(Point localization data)
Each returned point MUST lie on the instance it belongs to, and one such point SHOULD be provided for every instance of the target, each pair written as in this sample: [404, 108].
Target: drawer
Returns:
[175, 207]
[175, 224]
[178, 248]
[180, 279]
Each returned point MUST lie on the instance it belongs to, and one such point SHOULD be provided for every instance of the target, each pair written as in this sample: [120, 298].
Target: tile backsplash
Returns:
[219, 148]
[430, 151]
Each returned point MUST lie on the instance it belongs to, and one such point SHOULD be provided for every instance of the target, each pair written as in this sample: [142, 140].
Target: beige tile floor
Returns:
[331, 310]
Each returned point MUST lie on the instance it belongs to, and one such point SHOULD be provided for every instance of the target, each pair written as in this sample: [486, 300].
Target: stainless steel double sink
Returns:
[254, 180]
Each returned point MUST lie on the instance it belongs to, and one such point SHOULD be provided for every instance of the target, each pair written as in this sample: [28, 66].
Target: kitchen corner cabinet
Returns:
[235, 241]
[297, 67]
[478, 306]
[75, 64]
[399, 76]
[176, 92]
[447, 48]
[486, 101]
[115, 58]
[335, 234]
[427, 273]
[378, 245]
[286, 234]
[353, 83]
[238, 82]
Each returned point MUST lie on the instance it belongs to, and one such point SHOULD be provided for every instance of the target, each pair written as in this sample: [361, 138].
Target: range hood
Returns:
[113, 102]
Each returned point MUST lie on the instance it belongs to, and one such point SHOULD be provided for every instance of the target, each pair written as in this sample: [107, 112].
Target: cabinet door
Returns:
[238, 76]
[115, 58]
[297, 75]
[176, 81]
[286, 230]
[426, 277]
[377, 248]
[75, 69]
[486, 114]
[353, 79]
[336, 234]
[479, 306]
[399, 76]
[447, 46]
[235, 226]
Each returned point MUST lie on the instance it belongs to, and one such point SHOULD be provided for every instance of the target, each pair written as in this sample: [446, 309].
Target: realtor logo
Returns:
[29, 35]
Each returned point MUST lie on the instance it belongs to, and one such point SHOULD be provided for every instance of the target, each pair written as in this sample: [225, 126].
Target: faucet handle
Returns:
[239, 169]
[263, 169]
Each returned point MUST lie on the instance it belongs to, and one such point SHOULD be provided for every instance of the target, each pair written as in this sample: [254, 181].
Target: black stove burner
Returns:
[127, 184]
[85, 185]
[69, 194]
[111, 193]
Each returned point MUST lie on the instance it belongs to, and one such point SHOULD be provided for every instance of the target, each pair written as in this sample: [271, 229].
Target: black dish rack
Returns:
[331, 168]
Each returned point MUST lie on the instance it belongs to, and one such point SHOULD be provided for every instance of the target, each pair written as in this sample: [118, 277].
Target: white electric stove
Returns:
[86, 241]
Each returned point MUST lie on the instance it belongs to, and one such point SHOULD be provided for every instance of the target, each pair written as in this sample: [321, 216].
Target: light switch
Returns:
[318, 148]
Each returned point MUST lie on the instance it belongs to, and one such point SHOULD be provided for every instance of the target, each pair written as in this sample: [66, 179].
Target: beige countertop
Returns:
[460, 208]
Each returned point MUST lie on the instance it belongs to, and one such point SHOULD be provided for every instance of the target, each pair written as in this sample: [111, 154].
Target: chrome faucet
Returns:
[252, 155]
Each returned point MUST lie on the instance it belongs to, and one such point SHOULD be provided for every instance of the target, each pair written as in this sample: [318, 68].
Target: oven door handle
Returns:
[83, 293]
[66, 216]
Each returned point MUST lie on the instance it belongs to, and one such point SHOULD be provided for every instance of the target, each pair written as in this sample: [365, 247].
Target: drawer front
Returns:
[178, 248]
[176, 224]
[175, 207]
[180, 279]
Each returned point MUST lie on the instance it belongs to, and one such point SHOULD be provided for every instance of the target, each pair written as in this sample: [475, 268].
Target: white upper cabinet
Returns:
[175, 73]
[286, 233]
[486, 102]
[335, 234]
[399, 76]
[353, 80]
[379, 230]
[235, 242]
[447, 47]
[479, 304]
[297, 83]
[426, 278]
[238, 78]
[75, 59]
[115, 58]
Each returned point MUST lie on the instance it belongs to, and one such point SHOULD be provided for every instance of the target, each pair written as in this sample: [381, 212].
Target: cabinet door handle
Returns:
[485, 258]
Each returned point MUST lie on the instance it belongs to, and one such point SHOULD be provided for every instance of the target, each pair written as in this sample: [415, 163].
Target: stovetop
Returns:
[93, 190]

▶ _Exercise prompt_
Tell how many lines of the records above hold the string "beige". Give no other text.

▶ _Answer to the exercise_
2